* **Aim of the exercise**
Within the entries below, how many lines carry the word "metal"? State the number and stop.

* **Input data**
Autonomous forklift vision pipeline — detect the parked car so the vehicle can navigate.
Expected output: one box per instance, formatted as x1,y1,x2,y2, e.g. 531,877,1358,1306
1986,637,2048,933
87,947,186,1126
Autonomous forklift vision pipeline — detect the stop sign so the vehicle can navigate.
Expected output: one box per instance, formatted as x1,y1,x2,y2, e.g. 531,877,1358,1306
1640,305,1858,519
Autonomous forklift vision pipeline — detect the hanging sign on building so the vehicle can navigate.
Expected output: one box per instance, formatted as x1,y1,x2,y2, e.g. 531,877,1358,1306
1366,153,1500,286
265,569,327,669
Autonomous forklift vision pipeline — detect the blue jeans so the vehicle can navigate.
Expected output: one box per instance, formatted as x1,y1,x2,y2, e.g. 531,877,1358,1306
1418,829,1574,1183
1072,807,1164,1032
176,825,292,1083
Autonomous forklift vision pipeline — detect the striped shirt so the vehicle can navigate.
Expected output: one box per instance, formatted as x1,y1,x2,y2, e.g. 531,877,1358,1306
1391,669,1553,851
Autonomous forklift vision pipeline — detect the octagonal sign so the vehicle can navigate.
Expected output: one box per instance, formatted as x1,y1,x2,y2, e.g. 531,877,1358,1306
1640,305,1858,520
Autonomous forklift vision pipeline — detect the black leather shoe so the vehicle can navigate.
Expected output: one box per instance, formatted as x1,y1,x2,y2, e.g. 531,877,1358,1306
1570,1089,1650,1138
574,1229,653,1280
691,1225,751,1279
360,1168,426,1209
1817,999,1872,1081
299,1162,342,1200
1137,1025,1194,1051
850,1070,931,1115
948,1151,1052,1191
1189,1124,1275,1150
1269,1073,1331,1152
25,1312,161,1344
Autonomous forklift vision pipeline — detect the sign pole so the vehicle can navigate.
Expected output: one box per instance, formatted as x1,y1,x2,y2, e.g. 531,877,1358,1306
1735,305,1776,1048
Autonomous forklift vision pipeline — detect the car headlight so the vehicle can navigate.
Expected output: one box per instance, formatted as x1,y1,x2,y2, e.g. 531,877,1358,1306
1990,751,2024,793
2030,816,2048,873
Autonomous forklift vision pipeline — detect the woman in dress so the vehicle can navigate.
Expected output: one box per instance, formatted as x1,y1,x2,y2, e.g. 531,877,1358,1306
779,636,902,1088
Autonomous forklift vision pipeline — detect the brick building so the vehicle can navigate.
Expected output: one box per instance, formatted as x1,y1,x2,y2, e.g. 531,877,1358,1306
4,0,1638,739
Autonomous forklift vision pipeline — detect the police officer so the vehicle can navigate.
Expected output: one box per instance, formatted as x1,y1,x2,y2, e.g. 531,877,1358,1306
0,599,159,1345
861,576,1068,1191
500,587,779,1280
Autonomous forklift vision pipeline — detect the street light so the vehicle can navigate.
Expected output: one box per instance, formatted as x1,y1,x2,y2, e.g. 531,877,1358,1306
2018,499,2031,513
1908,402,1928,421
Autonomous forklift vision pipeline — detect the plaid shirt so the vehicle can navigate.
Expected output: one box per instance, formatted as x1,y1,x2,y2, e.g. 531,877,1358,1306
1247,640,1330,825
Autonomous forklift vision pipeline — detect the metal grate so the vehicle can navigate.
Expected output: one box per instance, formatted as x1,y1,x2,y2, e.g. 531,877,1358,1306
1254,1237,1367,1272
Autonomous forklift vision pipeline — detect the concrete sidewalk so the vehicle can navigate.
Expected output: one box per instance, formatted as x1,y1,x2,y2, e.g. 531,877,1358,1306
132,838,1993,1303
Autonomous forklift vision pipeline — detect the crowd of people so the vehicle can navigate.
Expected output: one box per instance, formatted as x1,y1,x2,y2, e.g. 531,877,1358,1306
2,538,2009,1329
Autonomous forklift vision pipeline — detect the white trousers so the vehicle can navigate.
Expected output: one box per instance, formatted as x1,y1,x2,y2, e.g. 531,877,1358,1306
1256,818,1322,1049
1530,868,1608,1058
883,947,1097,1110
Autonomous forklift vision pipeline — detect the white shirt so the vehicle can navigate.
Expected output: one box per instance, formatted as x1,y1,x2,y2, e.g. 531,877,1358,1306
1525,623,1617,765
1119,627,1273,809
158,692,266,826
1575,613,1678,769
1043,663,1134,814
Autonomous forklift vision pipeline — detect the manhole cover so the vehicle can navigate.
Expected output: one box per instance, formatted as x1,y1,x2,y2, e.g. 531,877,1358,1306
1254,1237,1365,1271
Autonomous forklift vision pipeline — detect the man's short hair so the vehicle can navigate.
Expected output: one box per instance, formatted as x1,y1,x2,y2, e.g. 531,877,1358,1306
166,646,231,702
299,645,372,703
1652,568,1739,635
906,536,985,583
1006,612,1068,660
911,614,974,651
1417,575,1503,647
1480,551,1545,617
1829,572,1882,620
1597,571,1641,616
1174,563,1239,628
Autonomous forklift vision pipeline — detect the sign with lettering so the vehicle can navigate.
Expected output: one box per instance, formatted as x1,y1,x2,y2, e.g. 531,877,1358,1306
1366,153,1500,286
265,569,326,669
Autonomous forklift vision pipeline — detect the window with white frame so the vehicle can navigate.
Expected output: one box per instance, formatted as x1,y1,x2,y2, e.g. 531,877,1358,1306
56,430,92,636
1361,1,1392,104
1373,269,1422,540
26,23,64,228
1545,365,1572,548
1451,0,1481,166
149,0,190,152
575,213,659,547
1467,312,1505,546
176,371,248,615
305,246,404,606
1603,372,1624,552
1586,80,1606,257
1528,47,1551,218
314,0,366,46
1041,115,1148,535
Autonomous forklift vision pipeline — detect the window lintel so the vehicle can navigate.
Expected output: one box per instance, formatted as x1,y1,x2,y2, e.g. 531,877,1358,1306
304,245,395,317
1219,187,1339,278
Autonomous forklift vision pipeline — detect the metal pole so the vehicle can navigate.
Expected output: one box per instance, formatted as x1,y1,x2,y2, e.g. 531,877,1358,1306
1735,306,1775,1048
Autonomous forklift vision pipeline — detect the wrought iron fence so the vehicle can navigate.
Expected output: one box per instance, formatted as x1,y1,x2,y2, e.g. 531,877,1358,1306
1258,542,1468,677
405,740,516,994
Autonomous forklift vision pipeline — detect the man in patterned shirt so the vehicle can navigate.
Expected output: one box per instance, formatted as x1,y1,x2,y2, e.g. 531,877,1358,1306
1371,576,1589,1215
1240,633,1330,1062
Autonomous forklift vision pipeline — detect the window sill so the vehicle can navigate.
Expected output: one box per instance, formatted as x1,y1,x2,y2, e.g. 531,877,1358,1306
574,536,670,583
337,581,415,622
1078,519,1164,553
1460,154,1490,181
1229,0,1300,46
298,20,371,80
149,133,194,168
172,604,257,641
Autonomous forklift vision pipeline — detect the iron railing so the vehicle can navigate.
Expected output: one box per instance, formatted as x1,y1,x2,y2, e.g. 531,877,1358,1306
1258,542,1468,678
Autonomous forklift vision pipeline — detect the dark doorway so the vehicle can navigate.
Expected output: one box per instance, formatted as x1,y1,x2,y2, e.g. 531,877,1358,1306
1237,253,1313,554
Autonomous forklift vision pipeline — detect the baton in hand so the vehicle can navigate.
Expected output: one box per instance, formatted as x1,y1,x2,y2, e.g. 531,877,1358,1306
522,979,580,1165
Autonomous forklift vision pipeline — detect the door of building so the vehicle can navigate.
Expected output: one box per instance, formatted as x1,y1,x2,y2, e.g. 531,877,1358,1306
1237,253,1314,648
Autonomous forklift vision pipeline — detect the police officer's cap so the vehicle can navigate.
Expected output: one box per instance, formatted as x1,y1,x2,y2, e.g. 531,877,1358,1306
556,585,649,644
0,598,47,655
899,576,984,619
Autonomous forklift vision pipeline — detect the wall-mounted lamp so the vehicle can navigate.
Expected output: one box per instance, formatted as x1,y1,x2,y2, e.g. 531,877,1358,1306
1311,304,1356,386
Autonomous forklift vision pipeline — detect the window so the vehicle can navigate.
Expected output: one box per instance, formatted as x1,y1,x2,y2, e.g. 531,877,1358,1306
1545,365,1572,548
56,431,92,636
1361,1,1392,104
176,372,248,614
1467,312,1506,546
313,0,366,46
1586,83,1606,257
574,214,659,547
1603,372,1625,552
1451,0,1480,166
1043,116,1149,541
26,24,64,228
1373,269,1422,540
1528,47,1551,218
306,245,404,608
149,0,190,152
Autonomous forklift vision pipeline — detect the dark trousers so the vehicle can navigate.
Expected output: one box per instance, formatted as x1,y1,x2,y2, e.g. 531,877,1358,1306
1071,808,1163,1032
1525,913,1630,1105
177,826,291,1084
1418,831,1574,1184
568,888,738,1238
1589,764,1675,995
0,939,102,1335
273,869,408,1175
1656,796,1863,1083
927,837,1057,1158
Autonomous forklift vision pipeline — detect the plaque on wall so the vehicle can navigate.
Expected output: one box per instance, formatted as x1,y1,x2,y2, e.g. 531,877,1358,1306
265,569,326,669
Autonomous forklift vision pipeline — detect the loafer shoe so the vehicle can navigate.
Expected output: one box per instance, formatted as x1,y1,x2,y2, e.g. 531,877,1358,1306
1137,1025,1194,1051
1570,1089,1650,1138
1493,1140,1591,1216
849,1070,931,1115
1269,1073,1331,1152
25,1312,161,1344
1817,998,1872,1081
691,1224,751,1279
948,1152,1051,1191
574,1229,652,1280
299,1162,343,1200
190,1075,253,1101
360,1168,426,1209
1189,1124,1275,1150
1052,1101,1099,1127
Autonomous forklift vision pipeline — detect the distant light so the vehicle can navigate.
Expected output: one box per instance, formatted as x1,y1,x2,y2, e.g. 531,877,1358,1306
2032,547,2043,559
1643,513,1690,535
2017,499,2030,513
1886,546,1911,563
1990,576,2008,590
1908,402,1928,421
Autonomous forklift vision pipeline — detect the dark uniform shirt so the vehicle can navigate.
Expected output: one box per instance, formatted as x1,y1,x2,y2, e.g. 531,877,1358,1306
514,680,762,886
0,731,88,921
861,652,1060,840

* **Solution to this task**
2